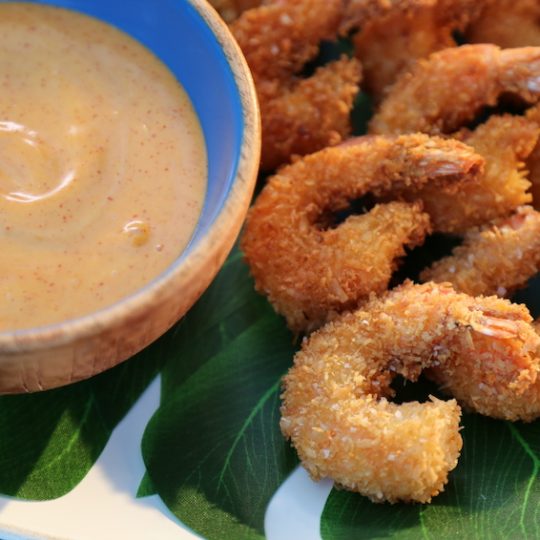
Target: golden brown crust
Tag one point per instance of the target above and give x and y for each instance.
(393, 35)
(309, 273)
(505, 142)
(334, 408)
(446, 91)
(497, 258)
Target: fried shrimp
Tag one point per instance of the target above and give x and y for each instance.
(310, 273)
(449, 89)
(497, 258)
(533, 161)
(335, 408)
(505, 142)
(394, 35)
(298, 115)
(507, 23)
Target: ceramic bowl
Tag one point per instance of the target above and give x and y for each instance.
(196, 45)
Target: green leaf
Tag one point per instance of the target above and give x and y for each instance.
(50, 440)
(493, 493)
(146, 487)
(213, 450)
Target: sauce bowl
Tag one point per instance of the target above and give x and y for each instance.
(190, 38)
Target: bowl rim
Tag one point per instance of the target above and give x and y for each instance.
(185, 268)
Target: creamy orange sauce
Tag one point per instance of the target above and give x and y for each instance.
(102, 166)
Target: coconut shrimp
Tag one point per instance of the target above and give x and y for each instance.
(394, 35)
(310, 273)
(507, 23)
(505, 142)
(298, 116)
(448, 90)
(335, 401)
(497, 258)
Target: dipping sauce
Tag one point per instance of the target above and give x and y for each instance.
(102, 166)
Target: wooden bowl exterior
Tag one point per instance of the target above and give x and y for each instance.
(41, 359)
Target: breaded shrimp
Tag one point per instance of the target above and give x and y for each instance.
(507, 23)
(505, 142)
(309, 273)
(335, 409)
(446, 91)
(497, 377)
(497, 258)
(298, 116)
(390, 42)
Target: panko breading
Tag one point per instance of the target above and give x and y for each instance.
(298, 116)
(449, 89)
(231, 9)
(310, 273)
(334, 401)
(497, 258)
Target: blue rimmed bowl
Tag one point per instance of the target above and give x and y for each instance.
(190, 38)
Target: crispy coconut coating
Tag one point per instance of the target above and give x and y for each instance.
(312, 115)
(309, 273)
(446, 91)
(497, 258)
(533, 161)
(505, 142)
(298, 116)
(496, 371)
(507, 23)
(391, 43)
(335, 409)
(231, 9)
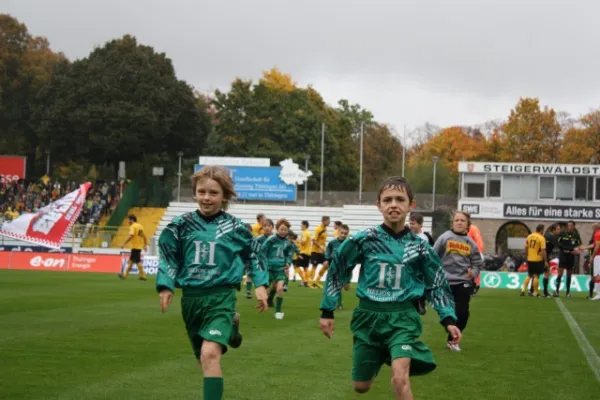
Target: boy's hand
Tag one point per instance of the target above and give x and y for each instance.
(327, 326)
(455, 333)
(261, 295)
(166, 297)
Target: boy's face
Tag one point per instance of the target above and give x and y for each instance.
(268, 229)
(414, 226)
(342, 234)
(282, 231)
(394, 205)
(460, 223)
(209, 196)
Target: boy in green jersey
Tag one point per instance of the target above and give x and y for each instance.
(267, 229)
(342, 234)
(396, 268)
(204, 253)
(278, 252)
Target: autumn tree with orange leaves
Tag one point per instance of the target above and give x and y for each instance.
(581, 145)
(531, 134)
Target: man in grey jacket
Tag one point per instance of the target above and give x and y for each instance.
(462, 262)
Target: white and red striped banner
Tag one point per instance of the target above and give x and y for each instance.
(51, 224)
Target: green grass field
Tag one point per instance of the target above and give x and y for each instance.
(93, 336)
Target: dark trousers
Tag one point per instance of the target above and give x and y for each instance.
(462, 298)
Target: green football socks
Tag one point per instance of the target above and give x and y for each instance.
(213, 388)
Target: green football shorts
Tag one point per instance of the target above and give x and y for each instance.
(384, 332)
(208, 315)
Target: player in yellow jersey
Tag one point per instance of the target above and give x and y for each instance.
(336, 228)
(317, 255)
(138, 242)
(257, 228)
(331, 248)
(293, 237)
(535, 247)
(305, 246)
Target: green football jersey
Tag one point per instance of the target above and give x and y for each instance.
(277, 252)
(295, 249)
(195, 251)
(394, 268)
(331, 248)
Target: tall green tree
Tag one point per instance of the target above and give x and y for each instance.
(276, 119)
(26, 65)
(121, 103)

* * * * * * * * *

Reproduce every line above word for word, omitting the pictures.

Target: golden brown crust
Tag one point per instance of the target above and give x and y for each instance.
(393, 35)
(309, 273)
(505, 142)
(334, 408)
(446, 91)
(497, 258)
Target: fried shrimp
Tag one point per instance of the target above and give x and y for each instance.
(310, 273)
(449, 89)
(497, 258)
(533, 161)
(335, 408)
(505, 142)
(394, 35)
(298, 115)
(507, 23)
Target: ceramic bowl
Tag one point per instance of the target above and give x and y for each instance.
(196, 45)
Target: green leaf
Tag one point per instance of the target above and give x and y for each instance.
(50, 440)
(493, 493)
(146, 487)
(213, 450)
Target: sauce bowl
Tag one point per instance of the target above and give x and y for each instance.
(190, 38)
Target: bowl rim
Tag one point per instance of the target above and give x and y for each instance.
(185, 268)
Target: creamy orange sauce
Tag one point per instance of the target above and give x and y for each instance.
(102, 166)
Target: coconut shrimp
Tag one point per instance of the target above and give x and y for each instance.
(394, 35)
(310, 273)
(507, 23)
(505, 142)
(298, 116)
(448, 90)
(335, 401)
(497, 258)
Target: dipping sauce
Tag one point per instance of the target above and give x and y for each instance.
(102, 166)
Target: wooden bowl exterior
Tag one point per instance of the target above and give x and y for each instance.
(41, 359)
Target: breaded shrimp
Tag one point per instance of the target above and give x and y for each instance.
(507, 23)
(505, 142)
(309, 273)
(335, 409)
(446, 91)
(497, 377)
(497, 258)
(298, 116)
(390, 42)
Target: panko breading
Tag one point per instance of the target above and give x and y for each instance.
(298, 116)
(449, 89)
(231, 9)
(310, 273)
(334, 401)
(497, 258)
Target: blue rimmed bowl
Tag one point per instance of the target above and give x and y for each instance.
(190, 38)
Target: crispy coconut coating
Tag one point per instance of the target above and give x and y for each instance.
(312, 115)
(309, 273)
(446, 91)
(497, 258)
(533, 161)
(505, 142)
(298, 116)
(496, 371)
(507, 23)
(391, 43)
(335, 409)
(231, 9)
Target: boy's hand
Tag one point per instance of the target above and give x and y for each instance.
(327, 326)
(455, 333)
(261, 295)
(166, 297)
Target: boy's face
Tag one point per instance of the target above and give x and y for each instance.
(268, 229)
(414, 226)
(342, 234)
(282, 231)
(394, 205)
(460, 223)
(209, 196)
Target: boy in green jersey
Tag one point per instance of the target above and give x and y for each instance.
(267, 229)
(342, 234)
(396, 268)
(204, 253)
(278, 252)
Target: autumn tree with orange leaves
Tag one point per instance of the target above and give x and y for each instance.
(581, 145)
(531, 134)
Target: man in grey jacket
Tag one point per instance of the target above and give x and y for each instance.
(462, 262)
Target: white and red striped banner
Tag one point per instance of the target above and give x and y for each instance.
(51, 224)
Target: green grass field
Tag one point per instance of the target above and give x and y for each instance.
(93, 336)
Target: dark trousers
Tag one point per instance of the target above and give x and y for each instance.
(462, 298)
Target: green football socks
Tag one point per instance of the target above and give x and y for each instance.
(213, 388)
Target: green football shorts
Tag one point per instance of the target above and give x and y for each instance.
(384, 332)
(208, 315)
Target: player in yellow jersey
Tag one point per instance of the target above and give x and y for each instance.
(336, 228)
(317, 255)
(138, 242)
(257, 228)
(331, 248)
(293, 237)
(535, 247)
(305, 246)
Target: green football jersey
Tag one point per instance of the target above and give x and y for each instance.
(277, 252)
(295, 249)
(195, 251)
(394, 268)
(331, 248)
Target: tall green tree
Tag one point per instance of the target above and give x and y for each instance.
(276, 119)
(26, 65)
(121, 103)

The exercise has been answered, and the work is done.